[Entries from a point annotation set]

━━━━

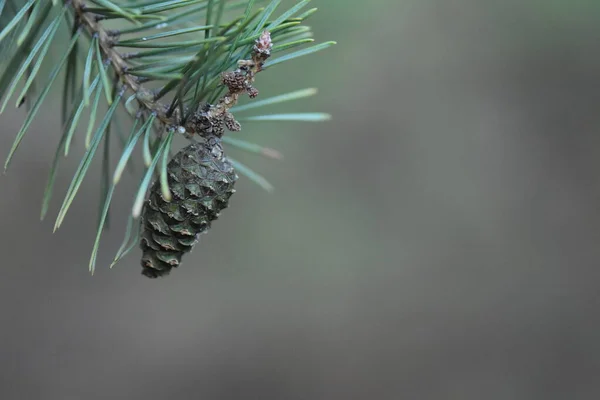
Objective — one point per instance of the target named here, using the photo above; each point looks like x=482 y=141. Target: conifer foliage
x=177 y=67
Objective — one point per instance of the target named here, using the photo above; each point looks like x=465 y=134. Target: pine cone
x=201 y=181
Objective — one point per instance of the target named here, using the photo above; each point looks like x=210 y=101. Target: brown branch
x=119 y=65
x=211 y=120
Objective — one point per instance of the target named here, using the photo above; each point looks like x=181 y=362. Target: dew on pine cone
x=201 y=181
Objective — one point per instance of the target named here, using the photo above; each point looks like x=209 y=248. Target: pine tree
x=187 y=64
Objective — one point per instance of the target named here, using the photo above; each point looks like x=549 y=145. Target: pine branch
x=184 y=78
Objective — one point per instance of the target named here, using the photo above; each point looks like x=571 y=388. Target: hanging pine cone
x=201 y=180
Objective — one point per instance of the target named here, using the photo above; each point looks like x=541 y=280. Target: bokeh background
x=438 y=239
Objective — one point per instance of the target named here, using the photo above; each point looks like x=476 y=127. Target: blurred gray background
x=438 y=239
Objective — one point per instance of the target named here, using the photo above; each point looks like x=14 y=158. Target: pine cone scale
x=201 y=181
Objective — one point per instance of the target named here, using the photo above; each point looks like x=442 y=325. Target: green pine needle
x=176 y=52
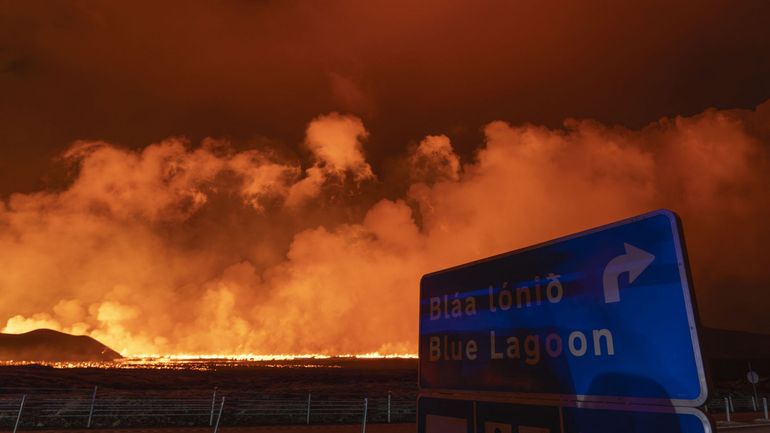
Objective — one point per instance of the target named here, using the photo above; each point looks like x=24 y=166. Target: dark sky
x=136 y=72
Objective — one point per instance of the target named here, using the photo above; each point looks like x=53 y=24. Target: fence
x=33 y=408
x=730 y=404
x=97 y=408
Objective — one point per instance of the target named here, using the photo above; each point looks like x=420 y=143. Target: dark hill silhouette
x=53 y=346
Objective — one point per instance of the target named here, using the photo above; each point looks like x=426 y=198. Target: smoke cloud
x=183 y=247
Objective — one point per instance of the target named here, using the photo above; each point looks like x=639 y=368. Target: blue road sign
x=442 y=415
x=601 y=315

━━━━

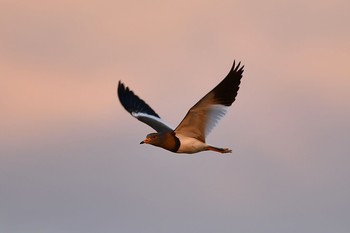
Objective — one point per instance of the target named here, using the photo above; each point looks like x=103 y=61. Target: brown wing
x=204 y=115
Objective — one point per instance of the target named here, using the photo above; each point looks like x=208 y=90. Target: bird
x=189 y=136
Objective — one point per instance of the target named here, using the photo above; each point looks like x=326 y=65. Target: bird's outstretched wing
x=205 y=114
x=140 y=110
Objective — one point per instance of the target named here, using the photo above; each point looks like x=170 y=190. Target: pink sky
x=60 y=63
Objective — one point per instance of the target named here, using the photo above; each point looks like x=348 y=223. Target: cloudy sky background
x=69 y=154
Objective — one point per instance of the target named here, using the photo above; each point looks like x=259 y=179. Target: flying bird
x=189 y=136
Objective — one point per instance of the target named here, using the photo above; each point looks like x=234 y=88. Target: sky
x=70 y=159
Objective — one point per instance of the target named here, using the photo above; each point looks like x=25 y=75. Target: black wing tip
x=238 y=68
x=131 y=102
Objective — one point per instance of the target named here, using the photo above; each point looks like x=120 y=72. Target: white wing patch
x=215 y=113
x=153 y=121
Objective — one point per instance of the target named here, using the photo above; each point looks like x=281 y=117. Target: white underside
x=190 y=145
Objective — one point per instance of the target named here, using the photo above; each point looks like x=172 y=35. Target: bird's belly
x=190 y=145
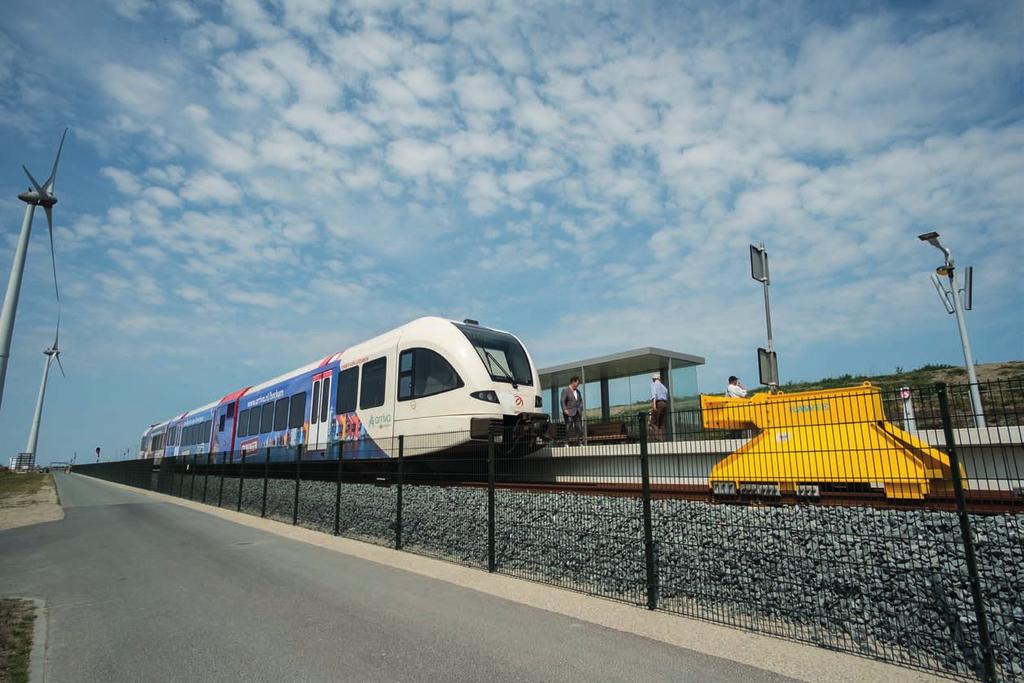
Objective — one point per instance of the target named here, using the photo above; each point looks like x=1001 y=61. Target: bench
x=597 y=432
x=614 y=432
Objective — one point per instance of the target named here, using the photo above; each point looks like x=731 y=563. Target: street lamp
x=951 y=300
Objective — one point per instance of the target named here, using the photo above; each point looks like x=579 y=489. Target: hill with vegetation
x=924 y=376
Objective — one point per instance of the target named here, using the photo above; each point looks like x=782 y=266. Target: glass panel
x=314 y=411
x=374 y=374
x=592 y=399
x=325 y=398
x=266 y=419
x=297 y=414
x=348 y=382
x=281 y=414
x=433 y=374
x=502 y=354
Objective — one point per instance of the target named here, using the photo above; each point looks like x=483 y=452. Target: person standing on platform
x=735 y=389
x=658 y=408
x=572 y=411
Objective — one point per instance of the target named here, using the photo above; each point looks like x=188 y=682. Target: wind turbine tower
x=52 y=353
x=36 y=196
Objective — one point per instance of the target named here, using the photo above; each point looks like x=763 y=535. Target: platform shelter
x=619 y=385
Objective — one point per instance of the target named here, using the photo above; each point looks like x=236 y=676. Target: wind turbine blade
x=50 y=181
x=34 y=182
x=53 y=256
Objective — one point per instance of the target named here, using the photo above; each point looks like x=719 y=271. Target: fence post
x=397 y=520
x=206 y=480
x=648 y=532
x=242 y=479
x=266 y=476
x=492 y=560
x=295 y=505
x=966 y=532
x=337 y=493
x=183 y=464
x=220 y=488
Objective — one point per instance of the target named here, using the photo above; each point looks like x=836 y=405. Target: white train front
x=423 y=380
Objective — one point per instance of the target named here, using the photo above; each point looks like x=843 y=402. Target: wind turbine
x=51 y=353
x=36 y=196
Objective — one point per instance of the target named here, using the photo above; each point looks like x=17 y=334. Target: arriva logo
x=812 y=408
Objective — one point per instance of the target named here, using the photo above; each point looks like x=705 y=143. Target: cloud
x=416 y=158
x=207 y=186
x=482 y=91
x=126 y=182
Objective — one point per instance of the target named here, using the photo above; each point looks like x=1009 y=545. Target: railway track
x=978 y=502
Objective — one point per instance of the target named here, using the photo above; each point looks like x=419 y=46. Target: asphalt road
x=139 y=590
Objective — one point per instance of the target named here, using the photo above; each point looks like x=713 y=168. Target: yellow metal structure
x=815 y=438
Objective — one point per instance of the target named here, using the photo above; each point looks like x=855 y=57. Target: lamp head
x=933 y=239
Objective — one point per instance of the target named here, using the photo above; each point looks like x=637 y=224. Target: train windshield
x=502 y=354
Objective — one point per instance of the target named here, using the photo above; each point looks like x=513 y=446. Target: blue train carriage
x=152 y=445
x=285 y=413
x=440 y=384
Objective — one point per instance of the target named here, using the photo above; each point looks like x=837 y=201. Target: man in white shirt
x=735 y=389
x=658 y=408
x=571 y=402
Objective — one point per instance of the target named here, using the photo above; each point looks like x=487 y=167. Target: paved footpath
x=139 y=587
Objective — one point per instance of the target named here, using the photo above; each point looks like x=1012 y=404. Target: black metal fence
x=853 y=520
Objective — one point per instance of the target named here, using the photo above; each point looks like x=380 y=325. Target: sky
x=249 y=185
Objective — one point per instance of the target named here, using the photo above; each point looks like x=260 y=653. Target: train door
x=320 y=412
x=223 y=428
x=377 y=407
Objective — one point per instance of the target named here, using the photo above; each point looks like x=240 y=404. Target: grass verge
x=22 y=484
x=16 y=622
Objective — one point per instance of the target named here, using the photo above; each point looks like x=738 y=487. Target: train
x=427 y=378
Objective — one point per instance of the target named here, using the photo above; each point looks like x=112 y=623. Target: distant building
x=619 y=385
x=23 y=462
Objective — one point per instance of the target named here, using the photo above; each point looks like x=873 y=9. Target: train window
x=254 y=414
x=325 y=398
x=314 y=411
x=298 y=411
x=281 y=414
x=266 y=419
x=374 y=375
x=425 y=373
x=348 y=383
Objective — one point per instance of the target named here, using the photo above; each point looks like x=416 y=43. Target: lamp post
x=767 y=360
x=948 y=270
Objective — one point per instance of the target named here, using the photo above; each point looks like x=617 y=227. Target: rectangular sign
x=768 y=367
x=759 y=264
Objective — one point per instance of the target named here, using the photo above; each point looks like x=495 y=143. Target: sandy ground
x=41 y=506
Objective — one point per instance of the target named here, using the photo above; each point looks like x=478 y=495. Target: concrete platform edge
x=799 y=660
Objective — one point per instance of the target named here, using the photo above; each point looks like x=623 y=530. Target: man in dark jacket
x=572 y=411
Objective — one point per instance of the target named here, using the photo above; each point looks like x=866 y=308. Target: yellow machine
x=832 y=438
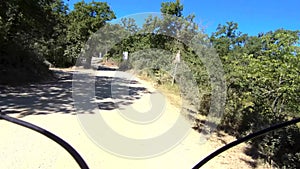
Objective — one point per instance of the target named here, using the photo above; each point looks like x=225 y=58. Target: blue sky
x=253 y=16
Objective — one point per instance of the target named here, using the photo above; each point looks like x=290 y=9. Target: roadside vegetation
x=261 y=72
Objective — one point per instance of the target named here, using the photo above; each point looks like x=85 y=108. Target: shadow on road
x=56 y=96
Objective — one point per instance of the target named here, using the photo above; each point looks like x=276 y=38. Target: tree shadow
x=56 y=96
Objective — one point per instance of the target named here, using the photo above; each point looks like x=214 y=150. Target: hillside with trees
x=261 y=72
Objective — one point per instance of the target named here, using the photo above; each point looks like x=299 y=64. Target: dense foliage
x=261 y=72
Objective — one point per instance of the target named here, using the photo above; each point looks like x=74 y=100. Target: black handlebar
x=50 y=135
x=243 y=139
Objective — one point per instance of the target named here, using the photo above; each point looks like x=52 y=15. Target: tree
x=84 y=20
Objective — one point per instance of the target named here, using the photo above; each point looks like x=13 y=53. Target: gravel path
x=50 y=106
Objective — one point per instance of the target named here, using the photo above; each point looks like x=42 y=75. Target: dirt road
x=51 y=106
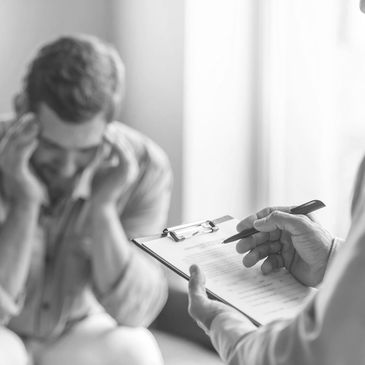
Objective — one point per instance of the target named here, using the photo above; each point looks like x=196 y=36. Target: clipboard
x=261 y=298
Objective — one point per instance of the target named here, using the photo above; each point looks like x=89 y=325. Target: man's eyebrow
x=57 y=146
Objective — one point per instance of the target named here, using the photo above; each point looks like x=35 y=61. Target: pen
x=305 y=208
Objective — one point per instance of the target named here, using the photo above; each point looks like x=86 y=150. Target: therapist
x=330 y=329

━━━━

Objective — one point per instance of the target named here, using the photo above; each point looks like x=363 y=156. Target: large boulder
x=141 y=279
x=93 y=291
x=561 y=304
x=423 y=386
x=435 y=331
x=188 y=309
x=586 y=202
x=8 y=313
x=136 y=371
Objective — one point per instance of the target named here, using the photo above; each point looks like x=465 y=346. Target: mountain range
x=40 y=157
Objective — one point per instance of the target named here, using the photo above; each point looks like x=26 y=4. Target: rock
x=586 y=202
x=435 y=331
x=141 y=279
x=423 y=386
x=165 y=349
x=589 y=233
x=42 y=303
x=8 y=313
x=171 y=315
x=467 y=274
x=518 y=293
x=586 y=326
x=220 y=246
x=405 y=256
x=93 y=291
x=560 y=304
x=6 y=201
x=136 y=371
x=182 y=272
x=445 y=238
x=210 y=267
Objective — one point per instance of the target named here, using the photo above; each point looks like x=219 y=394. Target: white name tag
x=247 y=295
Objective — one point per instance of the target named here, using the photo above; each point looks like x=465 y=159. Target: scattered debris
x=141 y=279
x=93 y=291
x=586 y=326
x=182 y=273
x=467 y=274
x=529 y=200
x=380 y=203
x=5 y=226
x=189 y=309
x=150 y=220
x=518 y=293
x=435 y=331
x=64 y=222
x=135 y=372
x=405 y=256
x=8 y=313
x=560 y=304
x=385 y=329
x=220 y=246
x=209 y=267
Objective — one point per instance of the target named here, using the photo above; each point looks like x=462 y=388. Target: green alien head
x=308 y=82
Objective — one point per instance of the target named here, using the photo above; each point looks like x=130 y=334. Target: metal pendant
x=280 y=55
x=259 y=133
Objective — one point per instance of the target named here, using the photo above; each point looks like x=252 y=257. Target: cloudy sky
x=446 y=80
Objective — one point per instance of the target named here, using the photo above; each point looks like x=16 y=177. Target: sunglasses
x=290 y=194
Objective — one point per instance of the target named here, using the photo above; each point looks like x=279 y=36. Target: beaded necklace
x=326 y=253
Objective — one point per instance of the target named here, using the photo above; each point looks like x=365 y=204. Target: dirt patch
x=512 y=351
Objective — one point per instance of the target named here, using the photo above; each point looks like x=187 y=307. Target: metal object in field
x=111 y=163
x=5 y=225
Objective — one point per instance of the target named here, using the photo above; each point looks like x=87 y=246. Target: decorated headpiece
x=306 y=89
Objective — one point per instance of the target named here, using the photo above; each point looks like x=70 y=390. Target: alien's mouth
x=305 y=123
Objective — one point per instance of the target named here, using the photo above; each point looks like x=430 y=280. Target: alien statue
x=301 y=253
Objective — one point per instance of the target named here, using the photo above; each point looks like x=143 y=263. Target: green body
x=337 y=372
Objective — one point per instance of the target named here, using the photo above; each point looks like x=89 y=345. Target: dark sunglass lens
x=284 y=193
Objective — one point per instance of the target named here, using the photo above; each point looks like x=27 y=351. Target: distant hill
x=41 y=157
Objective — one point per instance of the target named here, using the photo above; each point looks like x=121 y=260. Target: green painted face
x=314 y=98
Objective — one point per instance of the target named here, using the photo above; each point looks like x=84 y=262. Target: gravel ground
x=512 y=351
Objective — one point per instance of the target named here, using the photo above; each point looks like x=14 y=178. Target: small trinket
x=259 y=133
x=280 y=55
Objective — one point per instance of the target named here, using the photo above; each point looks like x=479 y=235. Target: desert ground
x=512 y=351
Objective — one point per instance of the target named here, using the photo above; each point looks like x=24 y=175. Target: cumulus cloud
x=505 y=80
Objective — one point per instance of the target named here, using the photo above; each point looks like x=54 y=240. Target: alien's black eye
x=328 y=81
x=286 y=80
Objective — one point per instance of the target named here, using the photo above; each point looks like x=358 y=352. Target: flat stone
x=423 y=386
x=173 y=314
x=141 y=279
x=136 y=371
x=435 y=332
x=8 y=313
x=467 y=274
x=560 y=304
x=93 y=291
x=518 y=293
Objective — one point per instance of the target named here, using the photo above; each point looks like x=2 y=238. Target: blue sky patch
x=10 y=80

━━━━

▶ _Task objective_
Copy out the records word for word, from the line with "Target: black handlebar" up to and including the line with "x=261 y=298". Leave out any pictures.

▶ _Solution_
Objective — one point per instance of the target named here, using the photo above; each point looks like x=74 y=100. Target: black handlebar
x=50 y=135
x=243 y=139
Objective — one point per instance of the target named here, using the photo above; each point looks like x=52 y=15. Target: tree
x=84 y=20
Objective — one point per instance of the target named here, using the photo above; each point looks like x=13 y=53. Target: gravel path
x=50 y=106
Objective — one point per instance of the target named here, using the photo above; each point looks like x=42 y=75. Target: dirt road
x=51 y=106
Objective — one point per instance of the target named here, using the photo above; each point looks like x=196 y=36. Target: clipboard
x=261 y=298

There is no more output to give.